_WHAT THE TASK ASKS_
Recast every item below as a numbered list, dropping any blank lines. Leave the pictures out of your answer.

** START SOURCE RECORDS **

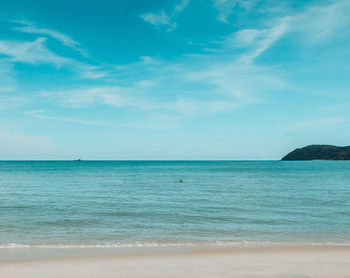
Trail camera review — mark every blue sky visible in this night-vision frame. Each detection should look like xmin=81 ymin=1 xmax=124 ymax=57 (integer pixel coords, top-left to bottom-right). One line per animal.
xmin=0 ymin=0 xmax=350 ymax=159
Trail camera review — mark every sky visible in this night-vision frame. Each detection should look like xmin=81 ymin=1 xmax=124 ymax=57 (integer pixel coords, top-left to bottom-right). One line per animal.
xmin=0 ymin=0 xmax=350 ymax=160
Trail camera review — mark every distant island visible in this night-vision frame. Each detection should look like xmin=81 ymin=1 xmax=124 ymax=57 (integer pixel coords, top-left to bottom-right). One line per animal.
xmin=282 ymin=145 xmax=350 ymax=160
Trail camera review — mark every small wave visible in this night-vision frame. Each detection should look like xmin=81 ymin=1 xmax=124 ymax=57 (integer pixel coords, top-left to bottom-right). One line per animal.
xmin=0 ymin=241 xmax=350 ymax=249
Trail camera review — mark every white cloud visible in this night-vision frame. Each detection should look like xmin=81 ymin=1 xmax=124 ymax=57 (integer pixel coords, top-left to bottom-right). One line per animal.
xmin=141 ymin=11 xmax=171 ymax=26
xmin=290 ymin=117 xmax=348 ymax=130
xmin=141 ymin=0 xmax=190 ymax=32
xmin=24 ymin=110 xmax=113 ymax=127
xmin=0 ymin=128 xmax=57 ymax=156
xmin=0 ymin=38 xmax=109 ymax=79
xmin=213 ymin=0 xmax=255 ymax=23
xmin=173 ymin=0 xmax=190 ymax=14
xmin=0 ymin=38 xmax=71 ymax=67
xmin=13 ymin=21 xmax=88 ymax=56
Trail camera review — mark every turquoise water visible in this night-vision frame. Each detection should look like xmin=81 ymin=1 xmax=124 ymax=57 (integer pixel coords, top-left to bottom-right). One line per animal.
xmin=0 ymin=161 xmax=350 ymax=247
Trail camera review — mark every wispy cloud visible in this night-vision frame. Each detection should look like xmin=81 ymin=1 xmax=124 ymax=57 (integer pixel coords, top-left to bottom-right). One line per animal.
xmin=213 ymin=0 xmax=255 ymax=23
xmin=24 ymin=110 xmax=113 ymax=127
xmin=140 ymin=0 xmax=190 ymax=32
xmin=13 ymin=20 xmax=88 ymax=56
xmin=0 ymin=37 xmax=109 ymax=79
xmin=290 ymin=117 xmax=349 ymax=130
xmin=0 ymin=127 xmax=58 ymax=156
xmin=0 ymin=38 xmax=71 ymax=67
xmin=141 ymin=11 xmax=176 ymax=31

** END SOURCE RECORDS **

_RESULT OF THIS EXERCISE_
1. Trail camera review — mark every blue sky visible in this night-vision frame. Each detection should look like xmin=81 ymin=1 xmax=124 ymax=57 (integer pixel coords, top-left to bottom-right). One line per animal.
2. xmin=0 ymin=0 xmax=350 ymax=159
3. Trail camera review — mark every sky visible in this night-vision frame. Each detection should look like xmin=81 ymin=1 xmax=124 ymax=57 (integer pixel coords, top-left to bottom-right). One line per animal.
4. xmin=0 ymin=0 xmax=350 ymax=160
5. Trail camera review — mark every distant island visible in this night-vision frame. Each detection should look like xmin=81 ymin=1 xmax=124 ymax=57 (integer pixel coords, top-left to bottom-right). One line per animal.
6. xmin=282 ymin=145 xmax=350 ymax=160
7. Trail camera review — mark every small wave visible in this night-vision frame. Each detection should look like xmin=81 ymin=1 xmax=124 ymax=57 (integer pixel coords, top-left to bottom-right). One line per animal.
8. xmin=0 ymin=241 xmax=350 ymax=249
9. Trail camera review — mark every white cloud visible in this night-vision frame. Each detection should look like xmin=81 ymin=1 xmax=124 ymax=57 (integer pixel coords, top-left to bottom-right). One line per animal.
10. xmin=141 ymin=11 xmax=171 ymax=26
11. xmin=290 ymin=117 xmax=348 ymax=130
12. xmin=141 ymin=0 xmax=190 ymax=32
13. xmin=24 ymin=110 xmax=113 ymax=127
14. xmin=0 ymin=128 xmax=57 ymax=156
15. xmin=0 ymin=38 xmax=109 ymax=79
16. xmin=213 ymin=0 xmax=255 ymax=23
17. xmin=173 ymin=0 xmax=190 ymax=14
18. xmin=0 ymin=38 xmax=71 ymax=67
19. xmin=13 ymin=21 xmax=88 ymax=56
20. Trail camera review — mark every turquoise water visible in this night-vision frame. Each detection should look like xmin=81 ymin=1 xmax=124 ymax=57 (integer pixel coords, top-left to bottom-right). One line per animal.
21. xmin=0 ymin=161 xmax=350 ymax=247
22. Trail camera review — mark every wispy cloud visible in this night-vision frame. Each detection should look like xmin=81 ymin=1 xmax=124 ymax=57 (integer pixel coords, top-left to bottom-right). One line per animal.
23. xmin=213 ymin=0 xmax=255 ymax=23
24. xmin=24 ymin=110 xmax=113 ymax=127
25. xmin=140 ymin=0 xmax=190 ymax=32
26. xmin=13 ymin=20 xmax=88 ymax=56
27. xmin=0 ymin=37 xmax=109 ymax=79
28. xmin=290 ymin=117 xmax=349 ymax=130
29. xmin=0 ymin=127 xmax=58 ymax=156
30. xmin=0 ymin=38 xmax=71 ymax=67
31. xmin=141 ymin=11 xmax=176 ymax=31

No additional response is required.